### Your instructions
List every figure and table that the passage below on MoS2 Schottky diodes refers to.

### Reading passage
Except for the 1T′-MoTe2/MoS2 Schottky diode, the performance optimization strategy induced by the vacancy healing can also be generalized to other MoS2-based diodes. The monolayer MoS2 Schottky diodes with the Pd and Cr asymmetric metal electrodes after the solution treatment can only exhibit a maximum rectifying ratio of ~2.9 × 103 in Fig. 4a, which are considerably worse than that of the 1T′-MoTe2/healed MoS2 Schottky junctions in Fig. 3d. The poor performance of the Pd/MoS2 Schottky junction can be partially attributed to its small Schottky barrier height of ~0.12 eV (ref. 2), which is lower than the value of ~0.5 eV of the 1T′-MoTe2/healed MoS2 Schottky junction in Fig. 2d. Nevertheless, this optimized performance of the Pd/MoS2 Schottky junction is much higher than that (1~100) of similar MoS2-based Schottky junctions with evaporated asymmetric metal electrodes (Supplementary Table 1). As mentioned before, the Pd/MoS2 Schottky junctions may be suffered from the severe Fermi pinning effect in the interface between the evaporated Pd electrode and the monolayer MoS2. Thus, the origin of the superior rectifying behaviors of the 1T′-MoTe2/healed-MoS2 Schottky junctions can be attributed to the dual effect with the large Schottky barrier height and the spacious Schottky barrier width.

[Location identification entries]
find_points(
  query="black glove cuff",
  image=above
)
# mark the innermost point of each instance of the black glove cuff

### In response
Fig. 4a, Fig. 3d, Fig. 2d, Supplementary Table 1